EXERCISE DETAILS:
The output is the lines below from the one with "Annotate each instance of the man's head" through the one with "Annotate each instance of the mustache", both included, printed exactly and with no other line.

*** RECORDS TO PROCESS Section Begins ***

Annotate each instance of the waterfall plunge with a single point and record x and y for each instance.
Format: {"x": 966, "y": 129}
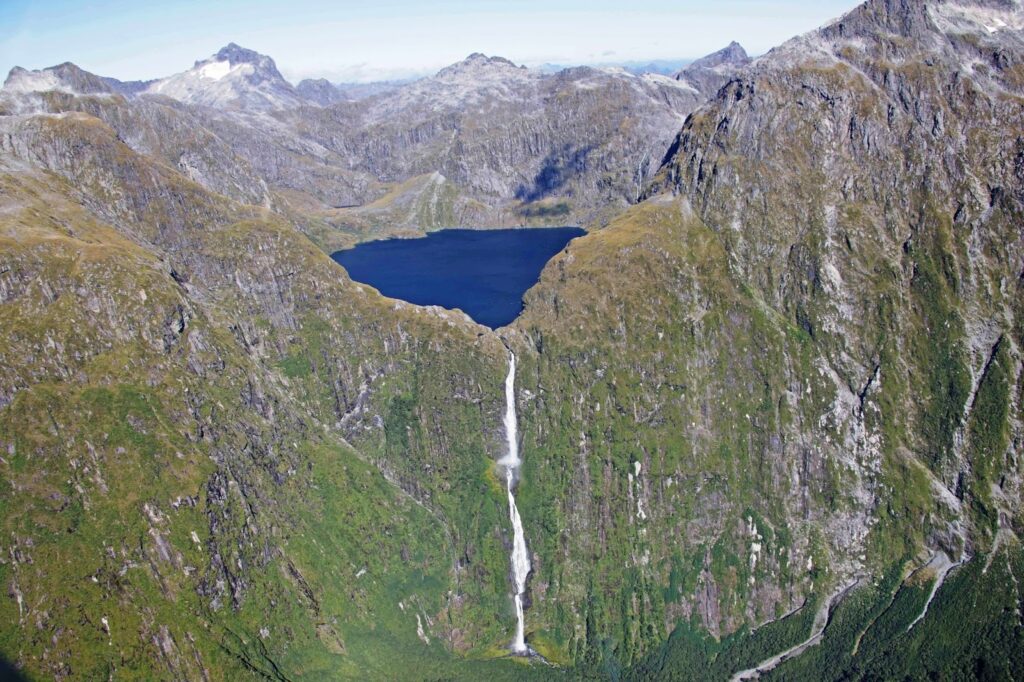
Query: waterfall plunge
{"x": 511, "y": 463}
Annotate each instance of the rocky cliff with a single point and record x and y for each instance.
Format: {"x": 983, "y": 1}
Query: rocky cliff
{"x": 774, "y": 402}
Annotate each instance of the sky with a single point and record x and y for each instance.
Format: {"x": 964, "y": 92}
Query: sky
{"x": 345, "y": 40}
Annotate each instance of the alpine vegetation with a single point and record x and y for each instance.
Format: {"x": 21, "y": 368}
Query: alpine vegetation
{"x": 754, "y": 410}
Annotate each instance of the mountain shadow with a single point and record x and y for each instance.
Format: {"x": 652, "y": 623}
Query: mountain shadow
{"x": 558, "y": 168}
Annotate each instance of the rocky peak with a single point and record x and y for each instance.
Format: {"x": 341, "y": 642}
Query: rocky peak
{"x": 65, "y": 78}
{"x": 233, "y": 77}
{"x": 320, "y": 91}
{"x": 733, "y": 53}
{"x": 478, "y": 62}
{"x": 710, "y": 73}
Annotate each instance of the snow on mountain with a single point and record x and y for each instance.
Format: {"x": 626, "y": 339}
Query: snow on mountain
{"x": 236, "y": 78}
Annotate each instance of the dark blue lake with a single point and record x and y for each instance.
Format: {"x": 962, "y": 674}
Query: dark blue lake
{"x": 483, "y": 272}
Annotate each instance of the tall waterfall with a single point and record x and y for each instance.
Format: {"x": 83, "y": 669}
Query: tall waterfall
{"x": 511, "y": 463}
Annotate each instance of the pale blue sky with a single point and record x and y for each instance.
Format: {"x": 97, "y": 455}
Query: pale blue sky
{"x": 346, "y": 40}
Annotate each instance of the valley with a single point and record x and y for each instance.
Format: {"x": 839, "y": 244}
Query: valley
{"x": 762, "y": 414}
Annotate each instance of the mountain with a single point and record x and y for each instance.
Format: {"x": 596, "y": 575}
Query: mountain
{"x": 233, "y": 77}
{"x": 770, "y": 406}
{"x": 321, "y": 91}
{"x": 712, "y": 72}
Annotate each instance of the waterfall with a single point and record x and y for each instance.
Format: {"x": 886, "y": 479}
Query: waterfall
{"x": 511, "y": 463}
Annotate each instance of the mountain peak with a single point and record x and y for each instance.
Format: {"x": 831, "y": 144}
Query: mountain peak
{"x": 233, "y": 76}
{"x": 732, "y": 54}
{"x": 65, "y": 77}
{"x": 477, "y": 61}
{"x": 235, "y": 53}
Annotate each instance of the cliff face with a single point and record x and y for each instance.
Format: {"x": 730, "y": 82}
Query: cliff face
{"x": 799, "y": 360}
{"x": 794, "y": 368}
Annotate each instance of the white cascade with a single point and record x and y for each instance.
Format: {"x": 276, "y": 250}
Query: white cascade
{"x": 511, "y": 463}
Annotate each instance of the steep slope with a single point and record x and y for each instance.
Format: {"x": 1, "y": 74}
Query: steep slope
{"x": 569, "y": 146}
{"x": 184, "y": 379}
{"x": 235, "y": 77}
{"x": 711, "y": 73}
{"x": 800, "y": 358}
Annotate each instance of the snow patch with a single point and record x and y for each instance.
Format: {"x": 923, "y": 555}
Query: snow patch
{"x": 215, "y": 70}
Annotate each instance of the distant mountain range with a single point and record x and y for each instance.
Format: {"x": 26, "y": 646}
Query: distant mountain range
{"x": 770, "y": 408}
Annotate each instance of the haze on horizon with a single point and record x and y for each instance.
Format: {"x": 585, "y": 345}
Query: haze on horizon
{"x": 390, "y": 39}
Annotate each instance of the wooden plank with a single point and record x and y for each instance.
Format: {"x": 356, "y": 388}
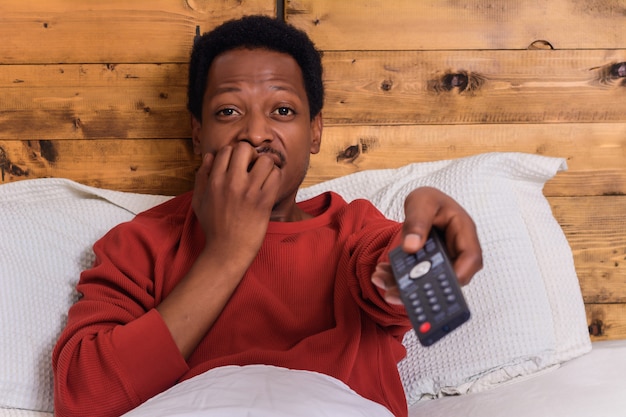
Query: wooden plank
{"x": 115, "y": 31}
{"x": 408, "y": 88}
{"x": 596, "y": 230}
{"x": 594, "y": 152}
{"x": 437, "y": 87}
{"x": 612, "y": 318}
{"x": 144, "y": 166}
{"x": 468, "y": 24}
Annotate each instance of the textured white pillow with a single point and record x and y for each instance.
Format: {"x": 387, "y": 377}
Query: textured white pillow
{"x": 259, "y": 391}
{"x": 527, "y": 308}
{"x": 47, "y": 228}
{"x": 526, "y": 303}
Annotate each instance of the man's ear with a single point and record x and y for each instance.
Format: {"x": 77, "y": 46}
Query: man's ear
{"x": 196, "y": 127}
{"x": 317, "y": 125}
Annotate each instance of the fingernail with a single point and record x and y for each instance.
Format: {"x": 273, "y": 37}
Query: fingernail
{"x": 379, "y": 283}
{"x": 412, "y": 240}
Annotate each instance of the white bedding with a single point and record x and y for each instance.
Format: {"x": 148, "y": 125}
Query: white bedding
{"x": 49, "y": 225}
{"x": 593, "y": 385}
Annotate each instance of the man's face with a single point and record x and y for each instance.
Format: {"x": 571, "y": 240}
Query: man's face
{"x": 258, "y": 96}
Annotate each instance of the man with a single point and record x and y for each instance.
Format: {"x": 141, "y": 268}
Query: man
{"x": 236, "y": 272}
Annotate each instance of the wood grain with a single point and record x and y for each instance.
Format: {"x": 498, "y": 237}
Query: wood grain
{"x": 454, "y": 25}
{"x": 488, "y": 87}
{"x": 596, "y": 230}
{"x": 153, "y": 167}
{"x": 594, "y": 152}
{"x": 612, "y": 318}
{"x": 115, "y": 31}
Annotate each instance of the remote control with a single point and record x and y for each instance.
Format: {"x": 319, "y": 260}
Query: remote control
{"x": 429, "y": 290}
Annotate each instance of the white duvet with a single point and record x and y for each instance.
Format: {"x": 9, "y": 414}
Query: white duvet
{"x": 259, "y": 391}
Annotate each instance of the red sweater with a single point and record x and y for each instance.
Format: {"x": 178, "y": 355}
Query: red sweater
{"x": 306, "y": 302}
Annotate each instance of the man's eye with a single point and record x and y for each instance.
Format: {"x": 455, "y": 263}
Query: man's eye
{"x": 284, "y": 111}
{"x": 226, "y": 112}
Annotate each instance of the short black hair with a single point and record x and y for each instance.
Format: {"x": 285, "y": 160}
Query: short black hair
{"x": 255, "y": 32}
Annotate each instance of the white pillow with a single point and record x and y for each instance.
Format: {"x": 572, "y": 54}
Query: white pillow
{"x": 259, "y": 391}
{"x": 527, "y": 308}
{"x": 47, "y": 228}
{"x": 526, "y": 303}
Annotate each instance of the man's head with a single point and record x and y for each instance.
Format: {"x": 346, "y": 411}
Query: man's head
{"x": 255, "y": 32}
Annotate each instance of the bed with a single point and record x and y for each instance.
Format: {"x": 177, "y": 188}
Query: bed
{"x": 526, "y": 348}
{"x": 514, "y": 108}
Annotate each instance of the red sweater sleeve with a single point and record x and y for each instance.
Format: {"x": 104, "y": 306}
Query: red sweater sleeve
{"x": 364, "y": 250}
{"x": 115, "y": 351}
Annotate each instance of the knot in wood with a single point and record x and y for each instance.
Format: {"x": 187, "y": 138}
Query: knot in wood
{"x": 458, "y": 80}
{"x": 595, "y": 328}
{"x": 619, "y": 70}
{"x": 386, "y": 85}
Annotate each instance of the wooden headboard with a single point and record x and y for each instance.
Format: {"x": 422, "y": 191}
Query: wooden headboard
{"x": 95, "y": 92}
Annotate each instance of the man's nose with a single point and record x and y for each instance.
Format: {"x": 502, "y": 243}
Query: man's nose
{"x": 256, "y": 129}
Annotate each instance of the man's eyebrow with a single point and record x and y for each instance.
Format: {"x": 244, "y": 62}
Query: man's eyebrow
{"x": 227, "y": 89}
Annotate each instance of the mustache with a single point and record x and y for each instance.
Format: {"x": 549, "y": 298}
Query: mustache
{"x": 267, "y": 149}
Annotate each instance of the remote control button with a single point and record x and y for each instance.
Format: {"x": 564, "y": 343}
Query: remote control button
{"x": 437, "y": 259}
{"x": 420, "y": 270}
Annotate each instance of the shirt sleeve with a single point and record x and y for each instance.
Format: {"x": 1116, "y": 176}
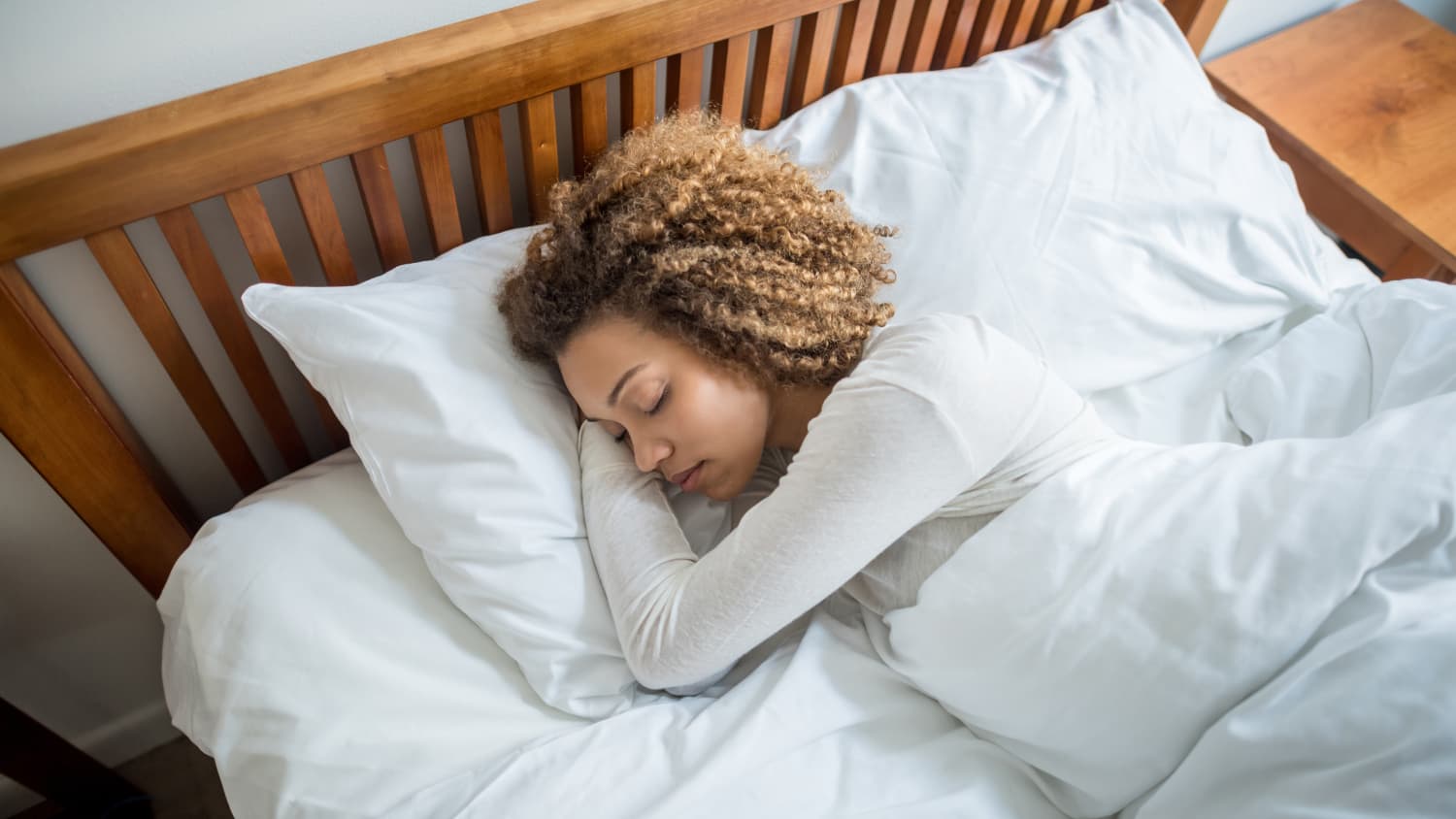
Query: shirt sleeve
{"x": 884, "y": 452}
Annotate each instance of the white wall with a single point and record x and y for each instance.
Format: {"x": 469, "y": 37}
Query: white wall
{"x": 79, "y": 639}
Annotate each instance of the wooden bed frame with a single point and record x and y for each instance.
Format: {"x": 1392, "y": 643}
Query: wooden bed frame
{"x": 89, "y": 182}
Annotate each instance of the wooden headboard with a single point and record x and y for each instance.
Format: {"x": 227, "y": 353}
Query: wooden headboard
{"x": 527, "y": 87}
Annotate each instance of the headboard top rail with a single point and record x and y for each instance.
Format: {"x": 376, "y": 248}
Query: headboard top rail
{"x": 73, "y": 183}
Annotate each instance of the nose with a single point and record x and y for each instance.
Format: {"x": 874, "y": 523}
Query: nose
{"x": 651, "y": 452}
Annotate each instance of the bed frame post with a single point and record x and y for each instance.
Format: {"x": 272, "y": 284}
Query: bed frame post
{"x": 64, "y": 423}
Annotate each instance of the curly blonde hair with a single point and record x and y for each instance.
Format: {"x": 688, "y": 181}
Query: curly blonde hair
{"x": 728, "y": 247}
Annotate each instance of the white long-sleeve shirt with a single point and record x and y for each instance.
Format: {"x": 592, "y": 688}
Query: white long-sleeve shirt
{"x": 941, "y": 425}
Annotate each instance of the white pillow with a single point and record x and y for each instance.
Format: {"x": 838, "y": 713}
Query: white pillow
{"x": 1086, "y": 194}
{"x": 311, "y": 653}
{"x": 474, "y": 452}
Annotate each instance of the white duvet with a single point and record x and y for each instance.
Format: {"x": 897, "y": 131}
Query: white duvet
{"x": 1200, "y": 630}
{"x": 1205, "y": 630}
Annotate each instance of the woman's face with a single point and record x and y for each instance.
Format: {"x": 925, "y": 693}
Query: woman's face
{"x": 683, "y": 416}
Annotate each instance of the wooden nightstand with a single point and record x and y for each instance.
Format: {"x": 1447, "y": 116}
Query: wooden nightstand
{"x": 1362, "y": 105}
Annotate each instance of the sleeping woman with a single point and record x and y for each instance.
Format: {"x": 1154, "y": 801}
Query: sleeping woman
{"x": 712, "y": 313}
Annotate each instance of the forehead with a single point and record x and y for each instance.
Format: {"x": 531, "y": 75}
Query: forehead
{"x": 600, "y": 352}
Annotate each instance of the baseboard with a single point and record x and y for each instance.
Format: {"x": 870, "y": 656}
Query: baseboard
{"x": 113, "y": 743}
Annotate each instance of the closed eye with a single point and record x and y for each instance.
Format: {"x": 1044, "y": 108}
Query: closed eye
{"x": 657, "y": 408}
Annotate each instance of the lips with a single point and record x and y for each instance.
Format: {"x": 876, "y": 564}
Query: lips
{"x": 680, "y": 478}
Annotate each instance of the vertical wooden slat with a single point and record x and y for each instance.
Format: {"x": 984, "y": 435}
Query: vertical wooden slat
{"x": 856, "y": 26}
{"x": 811, "y": 57}
{"x": 492, "y": 185}
{"x": 1048, "y": 16}
{"x": 247, "y": 206}
{"x": 955, "y": 34}
{"x": 989, "y": 19}
{"x": 262, "y": 246}
{"x": 771, "y": 67}
{"x": 588, "y": 122}
{"x": 23, "y": 306}
{"x": 922, "y": 34}
{"x": 730, "y": 76}
{"x": 1075, "y": 9}
{"x": 638, "y": 96}
{"x": 437, "y": 188}
{"x": 381, "y": 207}
{"x": 189, "y": 246}
{"x": 684, "y": 81}
{"x": 890, "y": 37}
{"x": 51, "y": 419}
{"x": 118, "y": 259}
{"x": 1018, "y": 23}
{"x": 538, "y": 118}
{"x": 322, "y": 218}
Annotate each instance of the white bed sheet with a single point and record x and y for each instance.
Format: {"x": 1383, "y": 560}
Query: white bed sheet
{"x": 312, "y": 655}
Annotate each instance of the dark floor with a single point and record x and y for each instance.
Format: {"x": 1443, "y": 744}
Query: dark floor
{"x": 180, "y": 778}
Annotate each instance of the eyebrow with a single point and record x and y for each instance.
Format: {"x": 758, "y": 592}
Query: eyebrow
{"x": 612, "y": 399}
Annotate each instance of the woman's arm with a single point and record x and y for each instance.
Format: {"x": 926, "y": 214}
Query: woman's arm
{"x": 850, "y": 492}
{"x": 913, "y": 426}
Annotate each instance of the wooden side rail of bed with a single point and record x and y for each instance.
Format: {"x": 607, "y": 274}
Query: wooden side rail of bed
{"x": 759, "y": 60}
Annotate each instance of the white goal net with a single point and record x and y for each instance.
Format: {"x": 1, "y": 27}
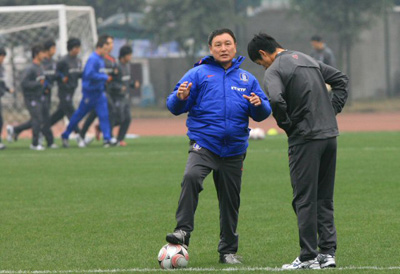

*** RECORDS TO PROCESS Section Ends ***

RESPONSE FOR THIS EXERCISE:
Annotate each instance of the man's head with a single point and record x and y for each instance.
Format: {"x": 346, "y": 411}
Query: man's head
{"x": 255, "y": 32}
Annotate each instance of the bed with a single point and record x and y for each instance.
Format: {"x": 177, "y": 188}
Query: bed
{"x": 526, "y": 348}
{"x": 514, "y": 108}
Annotate each instance of the red sweater sleeve with a single point and record x and y for each instance.
Format: {"x": 104, "y": 306}
Query: red sweater sleeve
{"x": 364, "y": 250}
{"x": 115, "y": 351}
Annotate each instance of the knot in wood with a single point and record x and y for each instance.
Format: {"x": 187, "y": 138}
Query: knot in wood
{"x": 458, "y": 80}
{"x": 595, "y": 328}
{"x": 619, "y": 70}
{"x": 386, "y": 85}
Annotate each instance of the wooden headboard with a single point and record x and y for each instance.
Format: {"x": 422, "y": 191}
Query: wooden headboard
{"x": 95, "y": 92}
Annotate each instance of the man's nose with a single point and record x and y for each instance.
Format: {"x": 502, "y": 243}
Query: man's nose
{"x": 256, "y": 129}
Annotate each instance of the man's eyebrow with a single point and record x and y for each instance.
Format: {"x": 244, "y": 62}
Query: man's eyebrow
{"x": 227, "y": 89}
Annotate each instance of the mustache with a single point and record x and y for each instance.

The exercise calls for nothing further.